Bloat in German Shepherd Dogs Tied to Genetics & Environment
Longtime co-breeders and co-owners of German Shepherd Dogs, Bo Vujovich (Rosewood) of Cannon Falls, Minnesota, and Diane Mehra (Blackwood) of Canon City, Colorado, have never forgotten their first dogs that developed gastric dilatation-volvulus (GDV), or bloat.
Vujovich had never previously experienced the disorder in a dog in 1999 when her 4-year-old male, “Donny” (CH Rosewood’s Adonis Of Anne-Isle TC), bloated. “Donny was a magnificent example of the breed,” she says. “He had outstanding temperament and extraordinary movement. One night he became quite agitated, and I attributed it to a bitch in season. By the next morning, his condition was too far gone to save him.”
On Labor Day weekend in 2014, Mehra recalls glancing at her 5-year-old female, “Frannie” (De Paul’s Francesca v Blackwood) to see her abdomen distended on both sides. “She looked like a goat,” she says.

■ GIVEN DATA:
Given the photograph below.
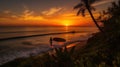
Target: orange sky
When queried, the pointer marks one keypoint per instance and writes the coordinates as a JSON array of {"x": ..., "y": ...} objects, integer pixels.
[
  {"x": 48, "y": 18},
  {"x": 56, "y": 15}
]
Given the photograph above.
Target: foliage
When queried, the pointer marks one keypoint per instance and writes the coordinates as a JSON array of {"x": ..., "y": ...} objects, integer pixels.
[
  {"x": 87, "y": 5},
  {"x": 102, "y": 50}
]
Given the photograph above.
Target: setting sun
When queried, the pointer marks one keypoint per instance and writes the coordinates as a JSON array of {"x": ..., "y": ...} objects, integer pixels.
[{"x": 66, "y": 22}]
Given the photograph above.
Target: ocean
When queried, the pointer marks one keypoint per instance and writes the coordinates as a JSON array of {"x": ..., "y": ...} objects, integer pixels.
[{"x": 12, "y": 47}]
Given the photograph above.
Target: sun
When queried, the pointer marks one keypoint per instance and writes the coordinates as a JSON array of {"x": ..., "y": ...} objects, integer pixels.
[{"x": 66, "y": 22}]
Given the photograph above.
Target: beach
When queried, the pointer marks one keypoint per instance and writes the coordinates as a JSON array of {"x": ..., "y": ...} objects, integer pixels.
[{"x": 12, "y": 47}]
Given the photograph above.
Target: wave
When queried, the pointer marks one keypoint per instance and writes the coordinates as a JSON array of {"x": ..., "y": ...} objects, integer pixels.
[{"x": 19, "y": 37}]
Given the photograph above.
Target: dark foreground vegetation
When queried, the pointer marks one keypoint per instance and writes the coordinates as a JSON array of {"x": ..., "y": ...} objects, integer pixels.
[{"x": 102, "y": 50}]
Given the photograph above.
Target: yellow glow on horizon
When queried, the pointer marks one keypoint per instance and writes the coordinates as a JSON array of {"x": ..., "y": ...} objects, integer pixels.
[{"x": 66, "y": 22}]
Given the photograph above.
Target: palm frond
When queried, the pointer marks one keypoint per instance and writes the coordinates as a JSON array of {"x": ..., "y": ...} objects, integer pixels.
[{"x": 92, "y": 8}]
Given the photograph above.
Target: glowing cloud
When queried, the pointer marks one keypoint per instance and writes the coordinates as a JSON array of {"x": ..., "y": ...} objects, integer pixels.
[{"x": 51, "y": 11}]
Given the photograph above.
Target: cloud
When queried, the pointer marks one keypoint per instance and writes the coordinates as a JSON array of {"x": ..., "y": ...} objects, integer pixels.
[
  {"x": 7, "y": 14},
  {"x": 102, "y": 2},
  {"x": 29, "y": 15},
  {"x": 51, "y": 11}
]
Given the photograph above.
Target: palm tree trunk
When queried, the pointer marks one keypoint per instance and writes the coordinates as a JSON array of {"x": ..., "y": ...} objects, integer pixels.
[{"x": 94, "y": 20}]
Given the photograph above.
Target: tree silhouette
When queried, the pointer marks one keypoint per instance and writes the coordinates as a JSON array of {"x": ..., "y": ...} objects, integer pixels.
[{"x": 86, "y": 5}]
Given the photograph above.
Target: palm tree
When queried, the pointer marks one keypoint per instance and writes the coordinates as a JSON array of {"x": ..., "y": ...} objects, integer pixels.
[{"x": 86, "y": 5}]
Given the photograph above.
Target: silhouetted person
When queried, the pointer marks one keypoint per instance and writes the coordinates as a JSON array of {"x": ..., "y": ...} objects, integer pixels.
[{"x": 50, "y": 41}]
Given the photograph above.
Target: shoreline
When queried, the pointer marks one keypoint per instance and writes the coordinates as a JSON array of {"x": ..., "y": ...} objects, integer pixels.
[
  {"x": 37, "y": 51},
  {"x": 20, "y": 37}
]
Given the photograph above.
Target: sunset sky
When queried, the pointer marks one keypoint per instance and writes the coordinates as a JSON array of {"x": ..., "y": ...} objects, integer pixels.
[{"x": 45, "y": 13}]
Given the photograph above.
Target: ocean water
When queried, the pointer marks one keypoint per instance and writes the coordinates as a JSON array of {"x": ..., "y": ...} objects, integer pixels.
[{"x": 23, "y": 47}]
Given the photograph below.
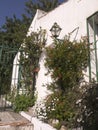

■ REQUIREMENT 1:
How would you translate this sentence from the bloat article into Spanish: "He had outstanding temperament and extraordinary movement."
■ REQUIREMENT 2:
Answer these from the bloat article:
(a) In what town and state does Diane Mehra live?
(b) In what year did Donny bloat?
(c) How old was Frannie on Labor Day weekend in 2014?
The lines above come from a different source than the bloat article.

■ OUTPUT 1:
Tenía un temperamento excepcional y un movimiento extraordinario.

■ OUTPUT 2:
(a) Canon City, Colorado
(b) 1999
(c) Five years old